== WRITTEN REQUEST ==
Reproduce everything from "India's announcement came" down to "regional security issues." in the article on India's outreach to Iran, substituting "joint committee" for "joint commission".

In search of Afghan peace, India reaches out to Iran

Manmohan accepts invitation to visit Tehran

September 25, 2011 01:40 am | Updated August 04, 2016 01:11 am IST - NEW YORK:

Prime Minister Manmohan Singh shakes hands with Mahmoud Ahmadinejad, President of Iran during a meeting at U.N. headquarters in New York

Prime Minister Manmohan Singh shakes hands with Mahmoud Ahmadinejad, President of Iran during a meeting at U.N. headquarters in New York

Prime Minister Manmohan Singh has accepted an invitation to travel to Iran, opening the way for the first visit to the country by an Indian head of government in a decade.

India's announcement came after a bilateral meeting between Dr. Singh and Iran's President Mahmoud Ahmadinejad on Friday, on the sidelines of the United Nations General Assembly. Foreign Secretary Ranjan Mathai told journalists that the two leaders had agreed to set up a joint commission on economic issues, discussed bilateral industrial projects, and reviewed regional security issues.

Even though the Prime Minister is unlikely to announce early dates for a visit, which, diplomatic sources told The Hindu , Iran had been pressing for since 2009, the announcement is significant in the context of the growing power of the Islamist insurgency in Afghanistan — the cause of deep concern in both New Delhi and Shi'a-majority Iran.

== DATASET EXTRACT ==
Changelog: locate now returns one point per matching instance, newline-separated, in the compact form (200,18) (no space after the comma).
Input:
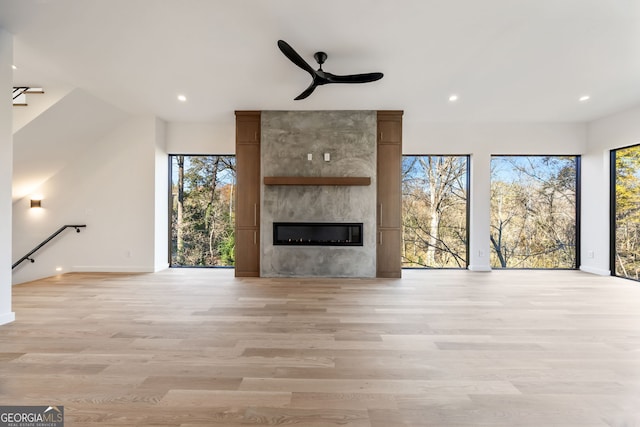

== EXERCISE RESPONSE ==
India's announcement came after a bilateral meeting between Dr. Singh and Iran's President Mahmoud Ahmadinejad on Friday, on the sidelines of the United Nations General Assembly. Foreign Secretary Ranjan Mathai told journalists that the two leaders had agreed to set up a joint committee on economic issues, discussed bilateral industrial projects, and reviewed regional security issues.